Exercise directions »
Rewrite all of the records below in full, requests included, scaling every coordinate in the answers by 0.25 and rounding to whole numbers with halves rounded up; keep the coordinates in the requests and their format samples as they are. Omit the pictures from your output.

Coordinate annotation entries
——————

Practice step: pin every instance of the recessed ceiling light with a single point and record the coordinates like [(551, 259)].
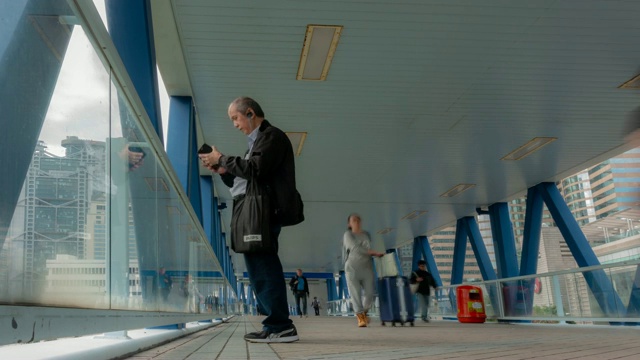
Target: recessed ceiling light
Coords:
[(156, 184), (319, 46), (384, 231), (529, 148), (297, 141), (457, 190), (414, 214), (633, 83)]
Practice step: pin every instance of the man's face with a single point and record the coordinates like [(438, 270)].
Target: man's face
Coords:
[(240, 120)]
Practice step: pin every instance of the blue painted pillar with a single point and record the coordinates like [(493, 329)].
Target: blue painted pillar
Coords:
[(479, 249), (343, 291), (459, 253), (633, 309), (598, 281), (532, 228), (182, 149), (217, 230), (29, 69), (482, 257), (206, 195), (422, 250), (332, 293), (131, 29), (503, 240), (396, 259)]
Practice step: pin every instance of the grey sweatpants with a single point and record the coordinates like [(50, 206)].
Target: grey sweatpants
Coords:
[(357, 281)]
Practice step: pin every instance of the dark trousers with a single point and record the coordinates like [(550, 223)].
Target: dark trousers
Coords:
[(301, 295), (267, 278)]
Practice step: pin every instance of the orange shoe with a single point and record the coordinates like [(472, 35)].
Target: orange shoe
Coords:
[(362, 322)]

——————

Response to this exercise »
Practice step: pin every instance of the recessed ceiling light with a single point and record the coordinates like [(551, 259)].
Target: recessed ceiling light
Coords:
[(39, 46), (80, 12), (96, 58), (132, 37), (74, 35), (114, 48), (104, 54), (158, 21)]
Practice step: pin every instance of the man's face with a single point and record the coordinates like [(438, 270)].
Target: man's face
Coords:
[(60, 30)]
Practice step: pin every instance of the blue painted pillar with a single point and record the coordinates like [(493, 329)].
Target: blue painted pillar
Coords:
[(120, 62), (86, 73), (115, 63), (158, 77), (150, 70), (133, 57), (46, 37), (54, 58), (7, 17), (121, 64), (52, 49), (106, 63), (83, 73), (33, 7), (126, 60), (99, 65)]
Practice step: pin every instance of the grey sweatpants with a single point and record the coordinates like [(50, 206)].
Target: grey sweatpants
Coords:
[(89, 70)]
Practice step: pin every instance of the dark trousers with a single point and record the coordinates like [(550, 223)].
Target: dark trousers
Coords:
[(75, 74), (67, 70)]
Practice step: pin every instance of the orange shoe with a single point and record the coordinates like [(472, 35)].
Target: orange shoe
Coords:
[(91, 81)]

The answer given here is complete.